┌─ MATERIAL

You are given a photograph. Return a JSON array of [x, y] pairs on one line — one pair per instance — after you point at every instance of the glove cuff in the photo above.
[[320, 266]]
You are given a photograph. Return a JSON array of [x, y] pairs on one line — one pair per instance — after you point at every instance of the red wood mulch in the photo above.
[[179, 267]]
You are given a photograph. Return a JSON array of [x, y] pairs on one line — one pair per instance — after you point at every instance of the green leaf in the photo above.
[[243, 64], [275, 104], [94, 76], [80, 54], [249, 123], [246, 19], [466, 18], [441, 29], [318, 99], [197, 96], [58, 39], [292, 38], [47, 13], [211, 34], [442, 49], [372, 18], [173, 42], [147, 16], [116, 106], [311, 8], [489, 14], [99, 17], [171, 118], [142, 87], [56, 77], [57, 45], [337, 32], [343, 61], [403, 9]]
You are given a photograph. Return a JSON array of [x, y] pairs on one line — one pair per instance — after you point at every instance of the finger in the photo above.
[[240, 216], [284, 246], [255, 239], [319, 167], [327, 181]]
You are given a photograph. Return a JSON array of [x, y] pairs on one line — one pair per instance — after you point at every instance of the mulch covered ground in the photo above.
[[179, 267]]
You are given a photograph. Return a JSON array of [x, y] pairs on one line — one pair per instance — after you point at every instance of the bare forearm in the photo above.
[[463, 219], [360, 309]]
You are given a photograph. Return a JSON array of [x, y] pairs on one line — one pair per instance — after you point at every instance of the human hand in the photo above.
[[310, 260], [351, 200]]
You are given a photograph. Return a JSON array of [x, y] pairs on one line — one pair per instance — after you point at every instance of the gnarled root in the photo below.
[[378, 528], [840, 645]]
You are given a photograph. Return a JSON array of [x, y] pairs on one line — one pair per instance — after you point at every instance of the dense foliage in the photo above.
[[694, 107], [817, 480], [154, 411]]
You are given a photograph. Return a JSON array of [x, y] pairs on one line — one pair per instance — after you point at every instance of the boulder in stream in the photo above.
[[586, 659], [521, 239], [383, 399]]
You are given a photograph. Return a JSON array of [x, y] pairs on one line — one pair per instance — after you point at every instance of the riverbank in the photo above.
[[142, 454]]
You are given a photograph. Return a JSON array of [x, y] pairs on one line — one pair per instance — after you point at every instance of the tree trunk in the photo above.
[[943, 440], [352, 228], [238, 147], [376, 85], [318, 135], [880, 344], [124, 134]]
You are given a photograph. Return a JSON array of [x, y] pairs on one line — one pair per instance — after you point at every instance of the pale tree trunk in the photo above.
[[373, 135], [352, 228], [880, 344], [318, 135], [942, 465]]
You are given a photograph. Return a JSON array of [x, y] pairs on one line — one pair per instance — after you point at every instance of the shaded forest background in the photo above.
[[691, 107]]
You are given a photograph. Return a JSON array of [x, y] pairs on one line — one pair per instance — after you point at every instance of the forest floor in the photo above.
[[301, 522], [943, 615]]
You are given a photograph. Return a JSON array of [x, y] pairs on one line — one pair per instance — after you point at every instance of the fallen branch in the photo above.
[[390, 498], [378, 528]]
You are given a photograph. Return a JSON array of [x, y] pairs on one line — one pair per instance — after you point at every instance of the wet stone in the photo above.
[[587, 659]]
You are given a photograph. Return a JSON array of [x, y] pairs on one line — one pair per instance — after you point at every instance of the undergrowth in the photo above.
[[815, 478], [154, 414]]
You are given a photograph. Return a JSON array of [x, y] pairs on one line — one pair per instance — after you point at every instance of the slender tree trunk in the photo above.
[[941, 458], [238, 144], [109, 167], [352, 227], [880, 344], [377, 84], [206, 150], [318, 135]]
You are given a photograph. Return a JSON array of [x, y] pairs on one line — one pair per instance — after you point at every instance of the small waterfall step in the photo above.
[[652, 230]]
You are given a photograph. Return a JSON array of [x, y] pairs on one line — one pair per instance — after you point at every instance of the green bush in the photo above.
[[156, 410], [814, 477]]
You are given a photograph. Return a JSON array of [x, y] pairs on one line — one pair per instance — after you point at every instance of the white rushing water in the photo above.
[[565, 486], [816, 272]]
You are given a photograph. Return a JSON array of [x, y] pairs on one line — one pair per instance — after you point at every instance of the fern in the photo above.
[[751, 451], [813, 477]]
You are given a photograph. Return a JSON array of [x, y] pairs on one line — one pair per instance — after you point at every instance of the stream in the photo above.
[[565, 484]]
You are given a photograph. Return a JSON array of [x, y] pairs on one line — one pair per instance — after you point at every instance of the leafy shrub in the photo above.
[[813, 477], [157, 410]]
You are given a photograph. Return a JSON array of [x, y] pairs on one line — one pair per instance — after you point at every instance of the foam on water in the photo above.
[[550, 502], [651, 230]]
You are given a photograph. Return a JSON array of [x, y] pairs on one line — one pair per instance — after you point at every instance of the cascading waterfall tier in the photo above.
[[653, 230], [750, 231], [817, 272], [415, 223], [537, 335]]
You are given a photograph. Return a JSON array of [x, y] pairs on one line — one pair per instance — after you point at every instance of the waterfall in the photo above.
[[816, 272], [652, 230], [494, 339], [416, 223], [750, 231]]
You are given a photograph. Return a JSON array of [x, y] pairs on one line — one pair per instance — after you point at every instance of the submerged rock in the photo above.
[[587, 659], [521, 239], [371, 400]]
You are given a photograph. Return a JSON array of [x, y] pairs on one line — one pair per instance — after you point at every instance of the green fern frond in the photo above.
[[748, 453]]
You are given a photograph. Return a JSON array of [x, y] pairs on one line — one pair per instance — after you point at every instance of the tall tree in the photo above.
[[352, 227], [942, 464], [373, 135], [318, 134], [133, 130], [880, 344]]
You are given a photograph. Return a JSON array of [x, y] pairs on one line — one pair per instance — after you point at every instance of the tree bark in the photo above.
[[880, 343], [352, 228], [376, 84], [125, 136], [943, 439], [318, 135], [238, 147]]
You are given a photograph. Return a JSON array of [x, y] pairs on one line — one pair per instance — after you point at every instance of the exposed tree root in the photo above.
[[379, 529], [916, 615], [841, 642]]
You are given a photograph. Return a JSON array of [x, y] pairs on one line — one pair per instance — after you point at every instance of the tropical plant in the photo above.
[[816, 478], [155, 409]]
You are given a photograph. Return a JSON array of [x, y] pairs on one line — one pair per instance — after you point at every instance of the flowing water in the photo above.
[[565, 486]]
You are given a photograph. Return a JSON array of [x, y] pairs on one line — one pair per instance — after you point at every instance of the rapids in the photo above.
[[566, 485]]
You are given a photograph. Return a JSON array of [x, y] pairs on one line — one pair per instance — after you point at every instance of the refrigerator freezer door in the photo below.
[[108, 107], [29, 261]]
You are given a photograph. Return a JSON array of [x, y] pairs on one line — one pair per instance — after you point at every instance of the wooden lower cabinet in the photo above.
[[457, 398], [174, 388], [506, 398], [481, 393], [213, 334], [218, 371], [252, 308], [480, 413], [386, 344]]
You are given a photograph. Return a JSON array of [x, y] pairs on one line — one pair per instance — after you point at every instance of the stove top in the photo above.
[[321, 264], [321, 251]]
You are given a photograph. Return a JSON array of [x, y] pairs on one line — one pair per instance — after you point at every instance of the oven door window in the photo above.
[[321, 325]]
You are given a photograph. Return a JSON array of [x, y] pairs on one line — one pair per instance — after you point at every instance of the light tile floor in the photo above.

└─

## TASK DIRECTIONS
Copy out all of the records above, line for line, without changing a word.

## SOLUTION BELOW
You are given a photograph. Return a JSON array of [x, y] pairs on one line — one pair per instance — after you point at every instance of the glove cuff in the photo above.
[[320, 266]]
You are given a photograph. Return a JSON array of [x, y] pairs on one line — one pair per instance — after you point at every instance of the red wood mulch in the photo above.
[[179, 267]]
You are given a photograph. Return a JSON array of [x, y] pairs on one line — one pair per instance — after you point at every instance of the green leaf in the photo above.
[[243, 64], [275, 104], [94, 76], [80, 54], [249, 123], [246, 19], [466, 18], [441, 29], [318, 99], [197, 96], [58, 39], [292, 38], [47, 13], [211, 34], [442, 49], [372, 18], [173, 42], [147, 16], [116, 106], [311, 8], [489, 14], [99, 17], [171, 118], [142, 87], [56, 77], [57, 45], [337, 32], [343, 61], [403, 9]]
You are given a photograph. Return a JSON array of [x, y] pairs on one line — one pair per instance — after you point at every instance of the finger in the photo above.
[[240, 216], [284, 246], [255, 239], [319, 167], [327, 181]]
You are given a photograph. Return a JSON array of [x, y] pairs on one line — one pair per instance — after you point at every instance of the mulch covered ground in the photo above.
[[179, 267]]
You are given a photograph. Return a JSON array of [x, y] pairs on one line — one pair per instance — after you point at every instance of the bare forearm in the photo above.
[[463, 219], [360, 309]]
You are given a photograph. Return a JSON array of [x, y] pairs on one line — one pair per instance — after you point at every instance of the human hand in the photo above.
[[310, 260], [351, 200]]
You are given a photograph. Return a JSON array of [x, y] pairs on one line — one pair per instance — after you point at every instance of the gnarled root in the photo below.
[[378, 528], [840, 645]]
You are given a photograph. Return a JSON array of [x, y] pairs on one line — one pair per instance — after you point at every instance of the dense foliage in the photo above.
[[694, 107], [817, 480], [154, 411]]
You are given a photograph. Return a JSON array of [x, y] pairs on one line — one pair per instance — after you point at every instance of the boulder in stream in the photo above.
[[586, 659], [521, 239], [383, 399]]
You are given a photograph. Return a JSON array of [x, y] pairs on one line — one pair per instance — after you point at every instance of the riverbank in the photo above.
[[142, 454]]
You are given a photograph. Return a JSON array of [x, y] pairs on one line — one pair per instance — after you point at every instance of the tree trunk in the photo above.
[[943, 440], [352, 228], [238, 147], [376, 85], [318, 135], [880, 344], [124, 134]]
You are given a photograph. Return a JSON array of [x, y] pairs on one line — one pair per instance — after you point at every instance of the pale tree trunk in the photo above.
[[373, 135], [352, 228], [880, 344], [318, 135], [942, 465]]
You are given a photograph. Return a JSON array of [x, y] pairs on one line — one pair per instance — after you point at every instance of the shaded forest background in the photo above.
[[691, 107]]
You are given a photograph. Return a JSON array of [x, y] pairs on one line — one pair per instance — after you point at every instance of the forest floor in the photo above.
[[301, 522], [943, 615]]
You are given a photograph. Return a JSON array of [x, y] pairs on one line — one pair per instance — after you point at every instance of the fallen branch in the photo above.
[[390, 498], [378, 528]]
You are given a photograph. Return a JSON array of [x, y] pairs on one line — one pair per instance — after you point at every instance of the wet stone in the photo above.
[[587, 659]]
You are given a photograph. Return a JSON array of [x, y] pairs on one line — one pair per instance — after you point at every instance of the undergrowth in the photo above.
[[815, 478], [154, 414]]
You are given a photograph. Return a JSON array of [x, y] pairs on one line — one pair per instance — after you point at every instance of the slender tree trunk in the photo above.
[[941, 458], [238, 144], [109, 167], [352, 227], [880, 344], [377, 84], [206, 150], [318, 135]]
You are given a photograph. Return a JSON array of [x, y] pairs on one line — one pair per instance — after you point at every instance of the small waterfall step in the photo above.
[[652, 230]]
You are given a photograph. Return a JSON array of [x, y] pairs on one line — one pair per instance — after you point at every instance of the green bush in the photo above.
[[156, 410], [814, 477]]
You are given a photograph. Return a JSON array of [x, y] pairs on one line — one pair per instance — after you point at every instance of the white rushing water in the photo above.
[[565, 486], [816, 272]]
You are given a photograph. Return a JSON array of [x, y] pairs on one line — one pair per instance — after you point at every instance of the fern in the photo above.
[[751, 451], [813, 477]]
You are given a photograph. Return a JSON array of [x, y] pairs on one line — one pair per instance — after you point at every instance of the stream in the photo above.
[[565, 484]]
You are given a photograph. Return a JSON array of [x, y] pairs on one line — one pair per instance — after you point at every instance of the leafy shrub in the photo above.
[[813, 477], [157, 410]]
You are given a photograph. Return a JSON array of [x, y] pairs on one line — one pair per instance — after you point at every instance of the foam on water in the photo above.
[[550, 502], [651, 230]]
You are given a photograph. Return a JSON array of [x, y] pairs on one line — one pair per instance — after you point at every instance of the cascading waterfall tier in the photo above.
[[653, 230], [750, 231], [817, 272], [415, 223], [537, 335]]
You are given a photograph. Return a JSON array of [x, y] pairs on one line — one pair per instance — after you point at every instance of the waterfall in the photo above.
[[816, 272], [652, 230], [494, 339], [416, 223], [750, 231]]
You are given a photograph. Return a JSON array of [x, y] pairs on one line — one pair per instance — after you point at every instance of the submerged rock in the photo above.
[[587, 659], [521, 239], [371, 400]]
You are given a photograph. Return a JSON array of [x, y] pairs on one line — one pair per instance — after you point at every instance of the green fern frond in the photo above.
[[748, 453]]
You are given a photograph. Return a JSON array of [x, y] pairs on one line — one pair per instance — after you point at every instance of the tall tree in the photo above.
[[352, 227], [942, 464], [373, 135], [318, 134], [133, 130], [880, 344]]
You are given a photograph. Return a JSON array of [x, y] pairs on one line — one pair per instance — after you point at every instance of the tree bark in the photo above.
[[880, 343], [352, 228], [376, 84], [125, 136], [943, 439], [318, 135], [238, 147]]
You are given a photograph. Return a JSON array of [x, y] pairs on one line — one pair per instance — after you point at every instance of the exposed tree root in the photo above.
[[379, 529], [916, 615], [841, 642]]
You are given a photograph. Return a JSON array of [x, y] pairs on one line — one pair per instance — after you point at every instance of the tropical plant in the photo above.
[[816, 478], [155, 409]]
You are given a photograph. Return a JSON array of [x, y] pairs on one line — one pair per instance — after you point at every instance of the flowing water in the photo above.
[[565, 486]]
You are given a photograph. Return a JSON array of [x, y] pairs on one line — one pair per instance — after you point at every instance of the rapids in the photo above.
[[566, 485]]
You are given a photograph. Return a JSON array of [x, y] pairs on one line — one pair per instance — after you point at every instance of the refrigerator freezer door in the photo below.
[[108, 107], [29, 261]]
You are given a photograph. Return a JSON array of [x, y] pairs on one line — one pair per instance — after you point at every instance of the wooden lower cabinet in the photo above.
[[457, 398], [174, 388], [506, 398], [481, 393], [213, 334], [218, 371], [252, 308], [480, 413], [386, 344]]
You are given a photograph. Return a JSON array of [x, y] pairs on one line — one pair per instance — after you point at every instance of the stove top in the photo above.
[[321, 264], [321, 251]]
You are given a photograph. Return a JSON array of [x, y] pairs on one line — one pair per instance — after you point at every instance of the oven door window in the photo above.
[[321, 325]]
You are given a photograph. Return a JSON array of [x, y] pairs on one line — one pair per instance — after you point at every instance of the light tile floor in the photo above.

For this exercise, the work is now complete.